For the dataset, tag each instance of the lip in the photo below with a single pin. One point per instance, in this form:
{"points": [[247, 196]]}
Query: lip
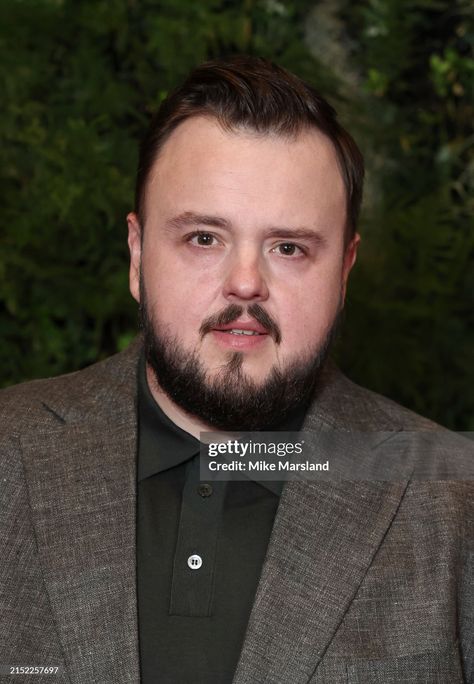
{"points": [[238, 342], [243, 325]]}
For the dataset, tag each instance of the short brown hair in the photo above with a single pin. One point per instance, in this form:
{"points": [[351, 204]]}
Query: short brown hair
{"points": [[254, 93]]}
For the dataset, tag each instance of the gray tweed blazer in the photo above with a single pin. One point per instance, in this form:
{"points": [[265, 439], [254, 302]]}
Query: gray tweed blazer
{"points": [[363, 582]]}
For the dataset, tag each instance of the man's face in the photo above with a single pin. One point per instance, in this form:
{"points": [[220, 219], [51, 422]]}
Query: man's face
{"points": [[243, 259]]}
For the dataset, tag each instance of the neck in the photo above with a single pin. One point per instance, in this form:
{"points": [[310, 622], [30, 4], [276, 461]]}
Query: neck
{"points": [[184, 420]]}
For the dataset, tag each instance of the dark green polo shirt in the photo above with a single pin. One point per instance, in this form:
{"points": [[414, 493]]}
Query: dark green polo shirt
{"points": [[200, 550]]}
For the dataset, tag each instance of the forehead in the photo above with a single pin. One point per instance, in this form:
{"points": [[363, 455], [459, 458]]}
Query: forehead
{"points": [[202, 167]]}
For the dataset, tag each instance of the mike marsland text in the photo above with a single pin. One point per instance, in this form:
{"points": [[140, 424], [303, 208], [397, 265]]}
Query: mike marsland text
{"points": [[264, 466]]}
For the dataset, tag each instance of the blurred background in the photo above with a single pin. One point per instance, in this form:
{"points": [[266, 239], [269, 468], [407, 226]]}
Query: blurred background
{"points": [[80, 81]]}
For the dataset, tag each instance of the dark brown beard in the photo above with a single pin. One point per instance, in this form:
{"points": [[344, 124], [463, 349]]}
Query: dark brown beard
{"points": [[231, 401]]}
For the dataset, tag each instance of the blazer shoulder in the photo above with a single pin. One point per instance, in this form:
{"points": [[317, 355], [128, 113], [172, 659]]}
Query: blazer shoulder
{"points": [[343, 403], [66, 397]]}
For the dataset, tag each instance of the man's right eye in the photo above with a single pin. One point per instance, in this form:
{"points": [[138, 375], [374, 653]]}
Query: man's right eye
{"points": [[201, 239]]}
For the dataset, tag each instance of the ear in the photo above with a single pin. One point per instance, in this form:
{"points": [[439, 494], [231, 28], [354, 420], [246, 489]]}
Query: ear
{"points": [[135, 247], [350, 256]]}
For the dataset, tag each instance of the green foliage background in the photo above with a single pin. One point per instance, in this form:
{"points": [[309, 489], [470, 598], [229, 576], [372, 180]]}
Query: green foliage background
{"points": [[80, 80]]}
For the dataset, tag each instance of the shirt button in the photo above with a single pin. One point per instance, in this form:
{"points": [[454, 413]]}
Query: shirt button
{"points": [[194, 561], [205, 490]]}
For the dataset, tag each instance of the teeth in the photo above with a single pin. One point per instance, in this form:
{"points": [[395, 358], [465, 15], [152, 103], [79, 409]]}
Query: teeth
{"points": [[243, 332]]}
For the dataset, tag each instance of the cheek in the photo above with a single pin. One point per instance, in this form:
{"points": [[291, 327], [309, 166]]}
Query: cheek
{"points": [[311, 311], [178, 301]]}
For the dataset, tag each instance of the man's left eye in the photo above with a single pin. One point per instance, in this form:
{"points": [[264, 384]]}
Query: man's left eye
{"points": [[202, 239], [288, 249]]}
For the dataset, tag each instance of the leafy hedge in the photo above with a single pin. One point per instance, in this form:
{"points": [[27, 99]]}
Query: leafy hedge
{"points": [[80, 81]]}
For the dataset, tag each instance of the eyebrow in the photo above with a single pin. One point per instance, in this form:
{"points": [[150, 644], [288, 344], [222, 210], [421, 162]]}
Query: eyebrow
{"points": [[190, 218]]}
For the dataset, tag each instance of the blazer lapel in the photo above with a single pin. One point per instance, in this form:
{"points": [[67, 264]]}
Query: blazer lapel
{"points": [[81, 479]]}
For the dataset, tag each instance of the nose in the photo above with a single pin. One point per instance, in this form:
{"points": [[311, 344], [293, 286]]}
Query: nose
{"points": [[245, 278]]}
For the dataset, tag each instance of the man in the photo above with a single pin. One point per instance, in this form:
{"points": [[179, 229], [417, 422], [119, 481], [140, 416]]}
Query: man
{"points": [[118, 562]]}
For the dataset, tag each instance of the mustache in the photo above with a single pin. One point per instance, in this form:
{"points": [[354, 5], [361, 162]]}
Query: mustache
{"points": [[234, 311]]}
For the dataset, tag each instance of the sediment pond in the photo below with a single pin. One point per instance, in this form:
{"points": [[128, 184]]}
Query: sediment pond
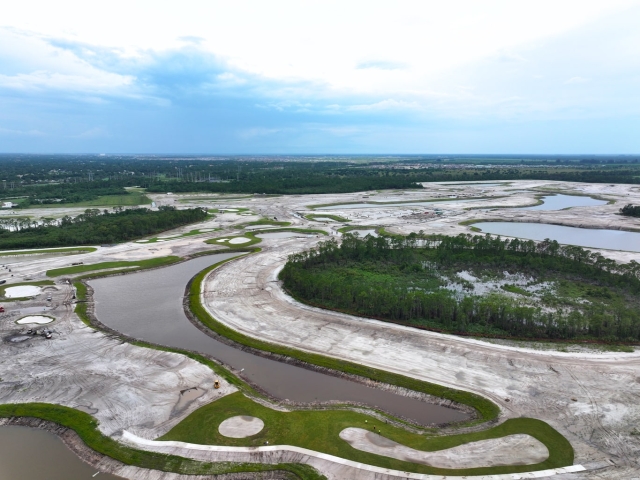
{"points": [[148, 306], [560, 202], [30, 453], [582, 237]]}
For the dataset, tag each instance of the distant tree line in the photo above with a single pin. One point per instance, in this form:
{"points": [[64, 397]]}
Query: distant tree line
{"points": [[383, 278], [630, 210], [94, 227]]}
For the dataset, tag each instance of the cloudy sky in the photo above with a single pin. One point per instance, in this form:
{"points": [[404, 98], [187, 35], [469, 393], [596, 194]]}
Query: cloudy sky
{"points": [[348, 76]]}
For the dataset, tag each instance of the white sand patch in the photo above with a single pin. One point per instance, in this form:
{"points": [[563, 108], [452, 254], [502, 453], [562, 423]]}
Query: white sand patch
{"points": [[239, 240], [517, 449], [38, 319], [22, 291], [241, 426]]}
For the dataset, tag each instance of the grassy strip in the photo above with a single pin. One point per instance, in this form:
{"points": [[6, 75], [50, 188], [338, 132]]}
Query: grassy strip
{"points": [[86, 428], [48, 250], [139, 265], [3, 288], [250, 235], [359, 227], [486, 409], [264, 221], [316, 216], [131, 199], [382, 204], [319, 431]]}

#### CHALLENGE
Quote the data above in full, leaving out the pictures it holds.

#### TASK SOLUTION
For the dataset, tag each instance of the lip in the photo below with a single pin. One point per instance, in this form:
{"points": [[247, 196]]}
Query: lip
{"points": [[238, 342], [243, 325]]}
For the dataset, tag each instance of the short brown hair in the photo above with a single pin. One point per instance, in this form:
{"points": [[351, 204]]}
Query: short brown hair
{"points": [[254, 93]]}
For the dataset, tag each instance of the gray tweed blazer in the photo above with a single pin. One point per instance, in this form:
{"points": [[265, 439], [254, 302]]}
Query: gray tweed blazer
{"points": [[363, 582]]}
For the dataset, tag each instance of the man's face in the photo above with a single pin. One point per instance, in this form:
{"points": [[220, 219], [51, 422]]}
Query: man's face
{"points": [[243, 259]]}
For the dataset, tag each instance of the neck in the photo above with a single pin. One point per instance, in this form:
{"points": [[310, 622], [30, 4], [276, 461]]}
Query: neck
{"points": [[184, 420]]}
For the dataset, tag each instance of the dark green polo shirt in the photo above with a single pin. One point per instance, in this form:
{"points": [[414, 493]]}
Query: dark green polo shirt
{"points": [[200, 550]]}
For the dataset, tag each instance of the forehead in the photo above with a single pin. One point per instance, in this form:
{"points": [[363, 455], [459, 458]]}
Query: forehead
{"points": [[202, 167]]}
For the dataset, tag each instance of the mike marsland text in the photo above with a single pin. One point per instance, in this form:
{"points": [[140, 424], [303, 208], [397, 265]]}
Query: mike marsland text
{"points": [[264, 466]]}
For the dataset, tag each instance of the blurred background in the photo above with a single pin. One point per instance, in this form:
{"points": [[266, 239], [269, 468], [407, 226]]}
Query: blurred background
{"points": [[80, 81]]}
For the dataset, tag each instance of the dark brown beard in the photo above with a single pin. One point per instance, in this form:
{"points": [[344, 124], [463, 349]]}
Query: dark brown beard
{"points": [[231, 401]]}
For the dataset, tag each instance of the blazer shoulder in the photo above with a single pin. One point per instance, in this form:
{"points": [[317, 355], [128, 113], [172, 659]]}
Query: blazer shoulder
{"points": [[343, 403], [66, 397]]}
For the dataset, tag each instance of the man's right eye in the photo above with a single pin. One point per instance, in this form:
{"points": [[138, 375], [374, 653]]}
Query: man's right eye
{"points": [[201, 239]]}
For the dataset, tag each instance of the ear in the photo above with a single pin. One point per instance, in this form:
{"points": [[439, 494], [231, 28], [354, 420], [246, 489]]}
Query: ear
{"points": [[135, 247], [350, 256]]}
For the dataset, tag each instance of the green foliage background in the photo above with a single pin. One point per instance, in this form:
{"points": [[309, 489], [470, 598], [229, 576], [372, 180]]}
Query: green foliage background
{"points": [[80, 80]]}
For the dataset, tag each instance of the shirt button in the photo above with a single pin. One point per instance, in this form:
{"points": [[454, 413]]}
Query: shirt button
{"points": [[194, 561], [205, 490]]}
For the dataset, tag each instance of the teeth in the photo above with a single pin. One point per instance, in this form:
{"points": [[395, 358], [465, 15], [152, 103], [79, 409]]}
Query: teeth
{"points": [[243, 332]]}
For the dataset, tag each instance of the cheek in the photo above with a single pin. One point per instance, in this form:
{"points": [[291, 327], [309, 166]]}
Query: cheek
{"points": [[311, 311], [178, 301]]}
For the dataset, tag each instance of the man's left eye in the photo above with a single pin. One point per instance, in this form:
{"points": [[264, 384]]}
Query: man's left eye
{"points": [[202, 239], [288, 249]]}
For the dataset, tag each instance of the leafy hedge in the photo above with a single pin. One point per instance, in this form:
{"points": [[27, 99]]}
Query: leafy hedge
{"points": [[80, 81]]}
For the dataset, tag each instance of the eyebrow in the photo above with a single pin. One point per instance, in this form:
{"points": [[150, 644], [288, 344], [222, 210], [421, 162]]}
Query: eyebrow
{"points": [[190, 218]]}
For the dataset, tag each instance of the blazer lapel in the photo above with a single pin. One point per instance, in this form:
{"points": [[67, 264]]}
Query: blazer lapel
{"points": [[81, 479]]}
For the dataset, tag each instance of the nose in the photo above with a single pin. One point per instance, in this form:
{"points": [[311, 344], [293, 286]]}
Query: nose
{"points": [[245, 278]]}
For the dataset, tag each instance of the man in the photo above with a single pin. One point per instance, in this form:
{"points": [[179, 229], [417, 422], [119, 481], [140, 416]]}
Query: man
{"points": [[118, 562]]}
For the dataset, tag each instance of the mustache in the photo above with a single pin. One point per instance, in this form:
{"points": [[354, 5], [361, 162]]}
Query: mustache
{"points": [[234, 311]]}
For the dataset, tag each instance of the sediment pond in the photo below with a single pin. One point per instance, in this form:
{"points": [[128, 184]]}
Query: sediment pond
{"points": [[148, 306], [560, 202], [30, 453], [582, 237]]}
For the dataset, tag each instance of the distant tree line in the photo above with a single pin. One point per instance, in this form:
{"points": [[64, 397]]}
Query: distant tree line
{"points": [[383, 278], [630, 210], [94, 227]]}
For the dataset, tag each instance of the cloudy sky in the photo above with a single pin. One point per instance, in this form:
{"points": [[404, 98], [187, 35], [469, 393], [596, 194]]}
Query: cloudy sky
{"points": [[348, 76]]}
For the dataset, tag each instance of the white sand patch in the photo above with a single pin. One point per instance, in this form:
{"points": [[563, 108], [452, 254], [502, 453], [562, 423]]}
Query: white sand patch
{"points": [[239, 240], [517, 449], [38, 319], [22, 291], [241, 426]]}
For the dataset, tag each instance of the grassy strip in the photo above with a single pin. One point per instance, in this form:
{"points": [[6, 75], [50, 188], [338, 132]]}
Query: grassy strip
{"points": [[86, 428], [48, 250], [139, 265], [3, 288], [250, 235], [359, 227], [486, 409], [264, 221], [316, 216], [131, 199], [382, 204], [319, 431]]}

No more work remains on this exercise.